** BEGIN Records for processing **

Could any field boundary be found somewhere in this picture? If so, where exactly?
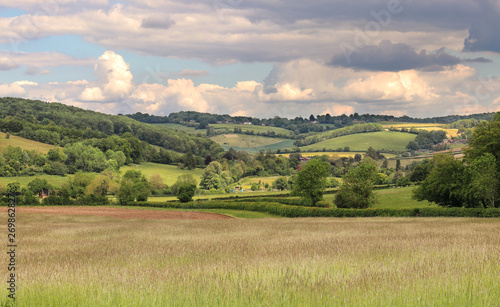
[131,201,500,218]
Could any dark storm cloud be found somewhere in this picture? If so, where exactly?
[141,14,175,29]
[464,0,500,52]
[329,40,491,71]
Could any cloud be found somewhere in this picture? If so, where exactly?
[80,51,133,101]
[463,0,500,52]
[6,51,500,118]
[329,40,466,71]
[172,69,209,78]
[0,83,26,97]
[141,14,175,29]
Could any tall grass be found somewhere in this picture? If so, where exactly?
[0,214,500,306]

** END Records for processing **

■ **Work to be completed**
Rewrite every line of the items above as a numbered list, skipping any blank lines. Leave out the pictures.

■ **Response**
1. Could any field boundary be found somewhere in this picture? If so, where exactly?
2. [131,201,500,218]
3. Could any dark storm cloud be found somewhere in this picture? If so, where exactly?
4. [141,14,175,29]
5. [464,0,500,52]
6. [329,40,491,71]
7. Could any cloud be found somewhere in this picture? If so, where exactly?
8. [80,51,133,101]
9. [463,0,500,52]
10. [6,51,500,118]
11. [329,40,466,71]
12. [172,69,209,78]
13. [0,83,26,97]
14. [141,14,175,29]
15. Could any tall grass be found somewhere in this picture? If so, where exactly?
16. [0,214,500,306]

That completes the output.